● Texto fornecido:
────
Diariamente ao meio-dia, um carrilhão melódico ecoa por Montserrat. Durante quase dois meses, Krystal Bajkor, visitante da Carolina do Norte (EUA), pensou que fosse apenas o anúncio da hora, “um costume adorável do local”, admitiu a ex-analista financeira que atualmente está escrevendo um livro infantil.
Depois, seu marido ficou sabendo que o “relógio” de som agradável era, na verdade, um teste diário do sistema de alerta de erupções vulcânicas. O Soufriere Hills, que soterrou boa parte da ilha caribenha sob pedras e cinzas no fim dos anos 1990, continua ativo, produzindo uma nuvem de gás quente que parece pairar sobre a cratera.
O significado do carrilhão é uma das coisas que Bajkor talvez não tivesse percebido se fosse uma turista comum. Antes da pandemia, a maioria dos visitantes ficava em Montserrat um dia só, atracando no porto ou fazendo um passeio rápido antes de pegar a balsa novamente para voltar a Antígua, onde fica hospedada.
────
● Ordem de serviço: Retorne, sem nenhuma alteração, o trecho do texto sobre Montserrat que fica entre "Depois, seu marido" e "sobre a cratera.", incluindo ambos.

● Dados fornecidos:
────
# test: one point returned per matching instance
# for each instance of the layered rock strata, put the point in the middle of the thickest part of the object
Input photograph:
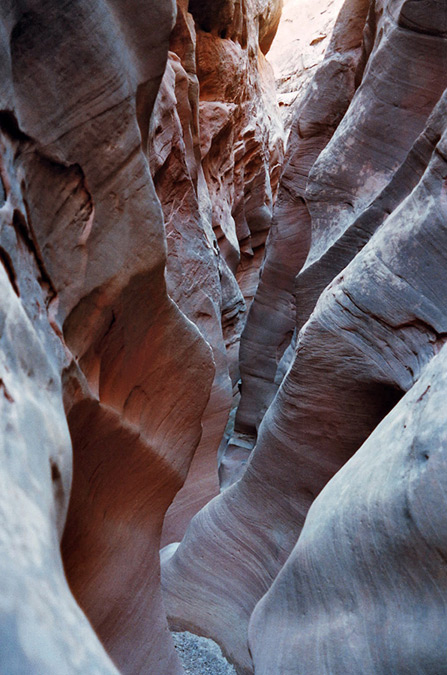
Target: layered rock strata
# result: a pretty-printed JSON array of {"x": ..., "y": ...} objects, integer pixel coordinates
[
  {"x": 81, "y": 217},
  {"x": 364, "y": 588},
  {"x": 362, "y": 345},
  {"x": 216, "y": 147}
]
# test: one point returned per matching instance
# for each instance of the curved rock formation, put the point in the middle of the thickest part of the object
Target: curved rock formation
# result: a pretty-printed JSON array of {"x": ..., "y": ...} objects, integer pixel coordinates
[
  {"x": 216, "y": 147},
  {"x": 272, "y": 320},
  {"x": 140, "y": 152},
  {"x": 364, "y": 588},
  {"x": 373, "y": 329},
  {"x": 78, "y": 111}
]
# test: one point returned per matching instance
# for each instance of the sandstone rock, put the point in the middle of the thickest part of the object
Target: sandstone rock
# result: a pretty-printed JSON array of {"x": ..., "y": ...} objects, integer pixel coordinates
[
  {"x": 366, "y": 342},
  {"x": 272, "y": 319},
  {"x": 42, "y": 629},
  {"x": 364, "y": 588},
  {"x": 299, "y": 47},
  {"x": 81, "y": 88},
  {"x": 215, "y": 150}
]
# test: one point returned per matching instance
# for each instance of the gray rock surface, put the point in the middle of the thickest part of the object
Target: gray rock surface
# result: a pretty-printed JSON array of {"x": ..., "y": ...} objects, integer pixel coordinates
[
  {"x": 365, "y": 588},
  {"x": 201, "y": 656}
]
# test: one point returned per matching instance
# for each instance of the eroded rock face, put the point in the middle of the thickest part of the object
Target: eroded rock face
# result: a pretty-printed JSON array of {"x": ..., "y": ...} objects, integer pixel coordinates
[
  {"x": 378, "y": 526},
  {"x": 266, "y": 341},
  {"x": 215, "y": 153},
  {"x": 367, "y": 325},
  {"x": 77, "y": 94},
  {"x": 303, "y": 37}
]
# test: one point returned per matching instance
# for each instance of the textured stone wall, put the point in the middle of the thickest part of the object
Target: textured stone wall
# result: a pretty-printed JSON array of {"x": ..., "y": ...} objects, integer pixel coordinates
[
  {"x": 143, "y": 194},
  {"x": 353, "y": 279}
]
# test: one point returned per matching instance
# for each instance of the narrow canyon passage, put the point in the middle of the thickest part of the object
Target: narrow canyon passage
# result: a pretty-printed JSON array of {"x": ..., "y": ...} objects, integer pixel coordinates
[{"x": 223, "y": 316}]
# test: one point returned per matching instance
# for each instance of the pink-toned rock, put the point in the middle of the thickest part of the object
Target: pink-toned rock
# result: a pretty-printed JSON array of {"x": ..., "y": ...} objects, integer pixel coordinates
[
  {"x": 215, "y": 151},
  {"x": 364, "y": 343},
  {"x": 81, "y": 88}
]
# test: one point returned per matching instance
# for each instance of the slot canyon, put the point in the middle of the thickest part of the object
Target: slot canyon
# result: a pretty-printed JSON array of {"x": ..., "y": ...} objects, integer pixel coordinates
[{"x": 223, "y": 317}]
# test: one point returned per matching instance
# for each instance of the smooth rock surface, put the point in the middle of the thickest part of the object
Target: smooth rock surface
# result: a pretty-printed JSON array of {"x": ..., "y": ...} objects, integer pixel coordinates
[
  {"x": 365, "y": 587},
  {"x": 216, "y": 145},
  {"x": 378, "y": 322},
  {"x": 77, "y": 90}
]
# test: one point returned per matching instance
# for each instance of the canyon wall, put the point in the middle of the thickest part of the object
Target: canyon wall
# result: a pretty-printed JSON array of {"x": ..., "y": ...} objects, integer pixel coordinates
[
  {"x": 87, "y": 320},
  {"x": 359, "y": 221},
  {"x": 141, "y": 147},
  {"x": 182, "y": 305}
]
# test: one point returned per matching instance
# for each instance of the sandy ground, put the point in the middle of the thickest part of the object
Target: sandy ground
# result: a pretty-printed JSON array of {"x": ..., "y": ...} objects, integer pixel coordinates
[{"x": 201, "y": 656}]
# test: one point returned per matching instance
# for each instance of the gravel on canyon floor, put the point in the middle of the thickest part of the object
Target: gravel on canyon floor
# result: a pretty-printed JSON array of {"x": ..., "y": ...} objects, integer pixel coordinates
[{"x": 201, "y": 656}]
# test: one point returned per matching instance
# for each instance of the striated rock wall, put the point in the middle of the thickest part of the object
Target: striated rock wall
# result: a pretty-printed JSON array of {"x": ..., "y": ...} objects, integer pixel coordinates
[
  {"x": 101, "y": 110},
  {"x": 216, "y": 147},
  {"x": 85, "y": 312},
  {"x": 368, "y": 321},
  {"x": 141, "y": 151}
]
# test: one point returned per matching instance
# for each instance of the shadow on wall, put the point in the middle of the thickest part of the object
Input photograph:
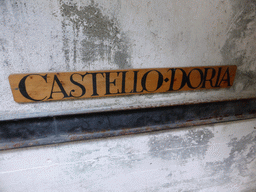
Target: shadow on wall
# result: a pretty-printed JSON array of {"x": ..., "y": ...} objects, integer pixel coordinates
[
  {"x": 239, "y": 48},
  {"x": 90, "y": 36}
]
────
● Resolução do exercício:
Depois, seu marido ficou sabendo que o “relógio” de som agradável era, na verdade, um teste diário do sistema de alerta de erupções vulcânicas. O Soufriere Hills, que soterrou boa parte da ilha caribenha sob pedras e cinzas no fim dos anos 1990, continua ativo, produzindo uma nuvem de gás quente que parece pairar sobre a cratera.